Brano proposto
# # # # #

Ed ora concedetemi questa nota scherzosa… : quasi 2000 anni dopo il commiato di Ottaviano Augusto da Lecce (che avvenne presumibilmente il 2 Aprile del 44 a.C.), nasceva nella stessa città chi scrive (esattamente 1996 anni dopo…) !!! Inoltre ogni giorno, due volte al giorno, ripercorro i passi di Augusto, poichè insegno presso l’I.I.S.S. “E. Fermi” in Via Merine a Lecce, che ricalca nel tratto finale l’antica viabilità, messapica prima e romana dopo, tra Rocavecchia (dove sbarcò e poi si reimbarcò Ottaviano Augusto) e Lecce, come sanno molto bene i miei alunni!
* Per un approfondimento su questa viabilità e sul luogo in cui sbarcò e si reimbarcò Ottaviano Augusto, si veda, in questo stesso sito, il mio art. dal titolo “La viabilità messapica tra Lecce e Rocavecchia” postato il 26 Giugno 2011 (detto articolo, dedicato alle mie figlie Elena e Arianna, fu pubblicato sulla Rivista “Diogene” nell’Ottobre 1997). (G.C.).

# # # # #

Dati forniti
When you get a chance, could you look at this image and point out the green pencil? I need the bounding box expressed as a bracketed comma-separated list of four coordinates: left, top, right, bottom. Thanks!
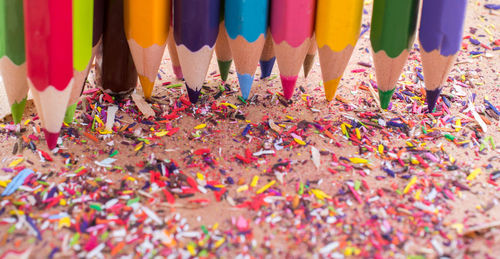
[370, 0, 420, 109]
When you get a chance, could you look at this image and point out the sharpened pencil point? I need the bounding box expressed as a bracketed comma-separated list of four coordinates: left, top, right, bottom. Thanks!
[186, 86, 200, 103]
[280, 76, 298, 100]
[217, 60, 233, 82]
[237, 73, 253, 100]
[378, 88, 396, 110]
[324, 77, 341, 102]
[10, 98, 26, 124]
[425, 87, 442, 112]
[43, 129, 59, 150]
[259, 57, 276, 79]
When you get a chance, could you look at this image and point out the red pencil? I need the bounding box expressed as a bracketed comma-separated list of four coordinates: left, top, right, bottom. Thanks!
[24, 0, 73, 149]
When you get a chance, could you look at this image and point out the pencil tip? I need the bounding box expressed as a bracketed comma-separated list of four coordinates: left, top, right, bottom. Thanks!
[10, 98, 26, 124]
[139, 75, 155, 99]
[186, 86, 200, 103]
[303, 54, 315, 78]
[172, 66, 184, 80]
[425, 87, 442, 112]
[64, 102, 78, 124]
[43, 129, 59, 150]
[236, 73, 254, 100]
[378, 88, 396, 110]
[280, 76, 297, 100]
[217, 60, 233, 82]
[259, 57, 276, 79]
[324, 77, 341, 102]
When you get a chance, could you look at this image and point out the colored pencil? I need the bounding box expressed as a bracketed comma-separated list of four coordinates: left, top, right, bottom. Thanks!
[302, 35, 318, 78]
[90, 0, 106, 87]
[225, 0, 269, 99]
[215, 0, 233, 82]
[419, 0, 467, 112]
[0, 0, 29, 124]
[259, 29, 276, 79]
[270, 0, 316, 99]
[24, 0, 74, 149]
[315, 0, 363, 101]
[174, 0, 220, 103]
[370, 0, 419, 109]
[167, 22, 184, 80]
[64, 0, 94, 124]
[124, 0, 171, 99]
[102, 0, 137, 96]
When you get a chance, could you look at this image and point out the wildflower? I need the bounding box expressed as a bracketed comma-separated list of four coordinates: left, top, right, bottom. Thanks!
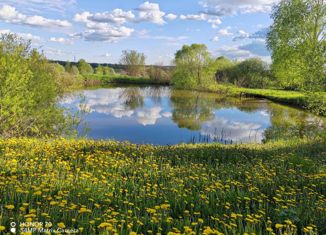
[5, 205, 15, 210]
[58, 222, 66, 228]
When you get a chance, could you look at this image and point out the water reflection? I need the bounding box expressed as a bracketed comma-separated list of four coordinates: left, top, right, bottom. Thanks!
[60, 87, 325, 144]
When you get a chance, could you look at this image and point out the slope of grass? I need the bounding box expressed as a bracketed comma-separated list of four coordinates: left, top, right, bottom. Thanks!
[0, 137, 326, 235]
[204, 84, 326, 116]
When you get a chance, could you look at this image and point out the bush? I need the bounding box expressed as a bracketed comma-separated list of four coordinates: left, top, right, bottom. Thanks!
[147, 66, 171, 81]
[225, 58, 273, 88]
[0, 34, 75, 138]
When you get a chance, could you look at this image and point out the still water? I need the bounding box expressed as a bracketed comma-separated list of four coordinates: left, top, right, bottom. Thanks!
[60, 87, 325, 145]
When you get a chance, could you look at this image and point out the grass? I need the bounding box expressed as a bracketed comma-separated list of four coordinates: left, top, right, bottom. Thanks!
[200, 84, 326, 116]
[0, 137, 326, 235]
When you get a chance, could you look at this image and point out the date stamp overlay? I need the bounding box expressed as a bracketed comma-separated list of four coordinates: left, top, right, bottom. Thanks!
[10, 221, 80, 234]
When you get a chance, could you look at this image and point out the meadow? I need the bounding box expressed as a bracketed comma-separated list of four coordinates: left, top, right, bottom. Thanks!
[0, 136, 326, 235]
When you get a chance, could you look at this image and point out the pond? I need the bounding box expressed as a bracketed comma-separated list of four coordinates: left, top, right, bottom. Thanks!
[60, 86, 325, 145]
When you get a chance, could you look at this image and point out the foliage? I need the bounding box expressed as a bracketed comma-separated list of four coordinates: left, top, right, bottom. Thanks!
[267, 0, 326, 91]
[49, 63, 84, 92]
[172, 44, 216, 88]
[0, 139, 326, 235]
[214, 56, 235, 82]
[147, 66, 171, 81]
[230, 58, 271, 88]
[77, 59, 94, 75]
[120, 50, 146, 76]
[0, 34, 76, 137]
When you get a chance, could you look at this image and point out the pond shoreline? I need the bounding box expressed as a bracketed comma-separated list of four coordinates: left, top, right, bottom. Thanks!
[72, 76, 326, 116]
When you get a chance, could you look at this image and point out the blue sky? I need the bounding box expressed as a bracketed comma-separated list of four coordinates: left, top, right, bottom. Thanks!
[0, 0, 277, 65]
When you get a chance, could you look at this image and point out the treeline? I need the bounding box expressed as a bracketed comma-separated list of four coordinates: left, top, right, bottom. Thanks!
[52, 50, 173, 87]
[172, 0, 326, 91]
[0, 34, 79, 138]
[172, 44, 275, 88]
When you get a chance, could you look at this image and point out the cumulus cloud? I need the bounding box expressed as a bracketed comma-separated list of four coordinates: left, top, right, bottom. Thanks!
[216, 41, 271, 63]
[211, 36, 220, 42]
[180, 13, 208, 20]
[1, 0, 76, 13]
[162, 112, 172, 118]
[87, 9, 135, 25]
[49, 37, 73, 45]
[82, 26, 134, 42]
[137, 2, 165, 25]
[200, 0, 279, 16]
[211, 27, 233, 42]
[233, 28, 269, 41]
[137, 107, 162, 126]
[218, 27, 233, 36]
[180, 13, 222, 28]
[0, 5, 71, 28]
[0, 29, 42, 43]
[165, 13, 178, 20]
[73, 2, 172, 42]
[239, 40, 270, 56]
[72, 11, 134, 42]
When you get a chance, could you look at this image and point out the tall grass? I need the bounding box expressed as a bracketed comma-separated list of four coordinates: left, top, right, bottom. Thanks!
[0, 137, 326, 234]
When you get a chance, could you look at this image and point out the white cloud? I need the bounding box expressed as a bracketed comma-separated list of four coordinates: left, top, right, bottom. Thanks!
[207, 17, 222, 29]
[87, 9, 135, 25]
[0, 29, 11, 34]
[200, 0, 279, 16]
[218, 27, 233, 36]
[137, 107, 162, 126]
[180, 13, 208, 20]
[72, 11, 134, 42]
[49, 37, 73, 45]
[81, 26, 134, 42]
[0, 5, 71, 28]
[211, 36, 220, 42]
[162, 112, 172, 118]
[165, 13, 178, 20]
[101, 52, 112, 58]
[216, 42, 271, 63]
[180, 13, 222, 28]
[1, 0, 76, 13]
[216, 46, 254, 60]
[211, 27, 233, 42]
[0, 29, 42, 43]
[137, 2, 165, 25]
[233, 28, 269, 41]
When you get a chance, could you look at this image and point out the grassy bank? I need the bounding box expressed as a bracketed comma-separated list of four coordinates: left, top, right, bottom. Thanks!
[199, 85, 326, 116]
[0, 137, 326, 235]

# # # # #

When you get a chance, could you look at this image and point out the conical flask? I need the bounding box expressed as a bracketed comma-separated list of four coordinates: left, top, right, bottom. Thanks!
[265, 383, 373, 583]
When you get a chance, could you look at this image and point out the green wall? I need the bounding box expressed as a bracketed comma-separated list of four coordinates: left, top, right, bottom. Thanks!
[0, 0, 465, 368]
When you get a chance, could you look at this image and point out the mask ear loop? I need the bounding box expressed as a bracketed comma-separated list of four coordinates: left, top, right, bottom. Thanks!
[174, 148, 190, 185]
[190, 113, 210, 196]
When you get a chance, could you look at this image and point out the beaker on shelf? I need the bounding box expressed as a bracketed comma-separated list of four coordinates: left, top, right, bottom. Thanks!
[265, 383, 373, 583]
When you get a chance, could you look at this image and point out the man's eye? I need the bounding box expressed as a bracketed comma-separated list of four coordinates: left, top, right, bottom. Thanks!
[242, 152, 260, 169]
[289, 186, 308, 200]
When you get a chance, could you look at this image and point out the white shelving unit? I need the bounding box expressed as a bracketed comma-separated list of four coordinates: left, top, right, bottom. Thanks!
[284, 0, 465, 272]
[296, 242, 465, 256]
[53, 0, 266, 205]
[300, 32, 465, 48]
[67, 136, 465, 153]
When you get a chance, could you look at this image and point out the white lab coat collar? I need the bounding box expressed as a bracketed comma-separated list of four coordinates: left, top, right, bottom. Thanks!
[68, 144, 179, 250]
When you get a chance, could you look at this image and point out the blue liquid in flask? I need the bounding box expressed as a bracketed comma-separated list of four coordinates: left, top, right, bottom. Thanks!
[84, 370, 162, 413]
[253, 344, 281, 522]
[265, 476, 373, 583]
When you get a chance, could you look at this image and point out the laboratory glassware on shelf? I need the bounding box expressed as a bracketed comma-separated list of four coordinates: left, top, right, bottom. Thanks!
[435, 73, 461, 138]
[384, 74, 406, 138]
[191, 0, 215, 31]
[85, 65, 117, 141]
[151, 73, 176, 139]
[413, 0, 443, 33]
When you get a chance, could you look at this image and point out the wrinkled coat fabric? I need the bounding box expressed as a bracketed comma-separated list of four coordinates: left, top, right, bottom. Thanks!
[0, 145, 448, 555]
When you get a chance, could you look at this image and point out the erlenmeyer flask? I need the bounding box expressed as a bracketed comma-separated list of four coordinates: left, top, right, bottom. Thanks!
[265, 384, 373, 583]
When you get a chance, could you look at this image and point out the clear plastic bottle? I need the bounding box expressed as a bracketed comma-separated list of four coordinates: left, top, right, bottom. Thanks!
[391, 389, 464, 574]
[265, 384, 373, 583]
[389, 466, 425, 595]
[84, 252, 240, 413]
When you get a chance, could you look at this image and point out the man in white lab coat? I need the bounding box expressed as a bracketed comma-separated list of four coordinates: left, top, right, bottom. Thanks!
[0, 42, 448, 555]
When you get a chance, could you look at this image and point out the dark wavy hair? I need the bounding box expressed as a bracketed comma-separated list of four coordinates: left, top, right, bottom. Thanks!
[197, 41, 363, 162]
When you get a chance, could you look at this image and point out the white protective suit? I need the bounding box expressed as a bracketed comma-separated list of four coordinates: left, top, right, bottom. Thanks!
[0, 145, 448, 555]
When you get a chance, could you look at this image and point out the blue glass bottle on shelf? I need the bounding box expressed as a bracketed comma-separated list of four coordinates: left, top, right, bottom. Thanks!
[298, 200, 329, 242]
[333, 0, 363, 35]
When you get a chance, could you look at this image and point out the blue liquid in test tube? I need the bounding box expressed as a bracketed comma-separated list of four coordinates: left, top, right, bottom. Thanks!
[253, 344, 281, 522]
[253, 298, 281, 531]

# # # # #

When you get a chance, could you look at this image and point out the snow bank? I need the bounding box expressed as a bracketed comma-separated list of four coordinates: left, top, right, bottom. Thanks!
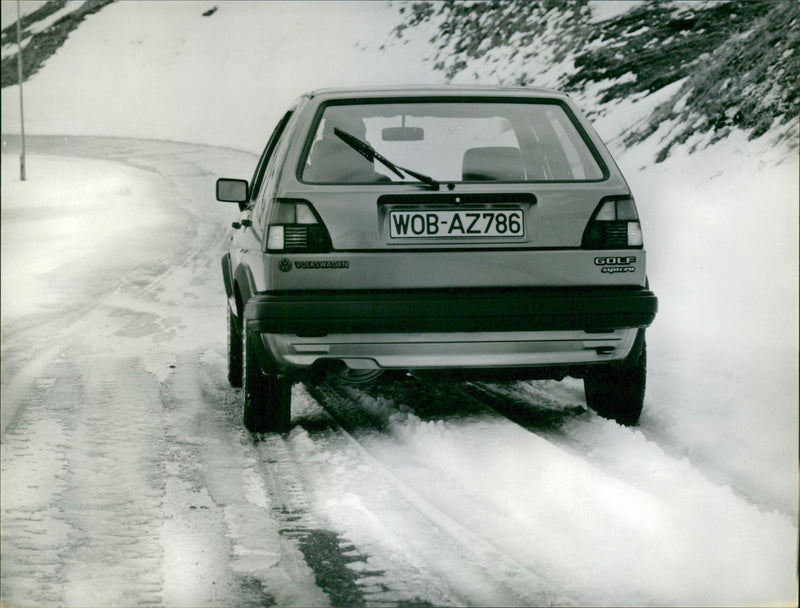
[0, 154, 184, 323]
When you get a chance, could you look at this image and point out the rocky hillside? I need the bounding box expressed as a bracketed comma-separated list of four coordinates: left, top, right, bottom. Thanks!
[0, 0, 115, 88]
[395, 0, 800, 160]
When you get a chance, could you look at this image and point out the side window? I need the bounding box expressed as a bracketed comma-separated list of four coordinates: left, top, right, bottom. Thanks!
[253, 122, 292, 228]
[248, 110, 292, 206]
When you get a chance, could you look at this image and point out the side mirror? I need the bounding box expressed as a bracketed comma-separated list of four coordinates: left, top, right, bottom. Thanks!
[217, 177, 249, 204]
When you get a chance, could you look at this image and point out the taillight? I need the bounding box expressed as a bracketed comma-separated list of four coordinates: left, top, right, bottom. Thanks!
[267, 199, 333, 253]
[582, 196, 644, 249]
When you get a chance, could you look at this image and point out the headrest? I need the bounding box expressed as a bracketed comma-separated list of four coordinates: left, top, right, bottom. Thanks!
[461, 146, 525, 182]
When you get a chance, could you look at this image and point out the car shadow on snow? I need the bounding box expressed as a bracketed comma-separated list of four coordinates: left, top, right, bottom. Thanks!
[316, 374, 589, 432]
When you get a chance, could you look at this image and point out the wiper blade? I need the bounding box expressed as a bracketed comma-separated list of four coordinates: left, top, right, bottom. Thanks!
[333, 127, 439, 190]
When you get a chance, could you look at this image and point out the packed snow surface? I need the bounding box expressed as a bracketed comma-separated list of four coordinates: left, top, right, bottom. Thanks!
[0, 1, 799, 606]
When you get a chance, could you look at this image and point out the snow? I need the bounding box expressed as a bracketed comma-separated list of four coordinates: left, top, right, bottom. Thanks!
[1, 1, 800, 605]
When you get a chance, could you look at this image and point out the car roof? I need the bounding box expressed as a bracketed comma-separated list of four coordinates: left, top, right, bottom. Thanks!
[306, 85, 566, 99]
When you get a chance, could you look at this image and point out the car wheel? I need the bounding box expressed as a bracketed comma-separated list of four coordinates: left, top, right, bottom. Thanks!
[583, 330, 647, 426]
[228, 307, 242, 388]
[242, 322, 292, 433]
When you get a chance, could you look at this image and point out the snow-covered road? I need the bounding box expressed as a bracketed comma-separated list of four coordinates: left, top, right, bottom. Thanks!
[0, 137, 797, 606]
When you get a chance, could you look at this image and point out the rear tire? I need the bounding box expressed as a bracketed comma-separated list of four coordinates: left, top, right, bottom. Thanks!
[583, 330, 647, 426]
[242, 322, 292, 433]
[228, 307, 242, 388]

# # # # #

Consegna
Riporta senza modifiche il tratto del brano su Ottaviano Augusto e Lecce che si apre con le parole contenenti "Ed ora concedetemi" e si chiude con "i miei alunni!". L'elenco proviene da una fonte diversa dal brano.

Risposta alla consegna
Ed ora concedetemi questa nota scherzosa… : quasi 2000 anni dopo il commiato di Ottaviano Augusto da Lecce (che avvenne presumibilmente il 2 Aprile del 44 a.C.), nasceva nella stessa città chi scrive (esattamente 1996 anni dopo…) !!! Inoltre ogni giorno, due volte al giorno, ripercorro i passi di Augusto, poichè insegno presso l’I.I.S.S. “E. Fermi” in Via Merine a Lecce, che ricalca nel tratto finale l’antica viabilità, messapica prima e romana dopo, tra Rocavecchia (dove sbarcò e poi si reimbarcò Ottaviano Augusto) e Lecce, come sanno molto bene i miei alunni!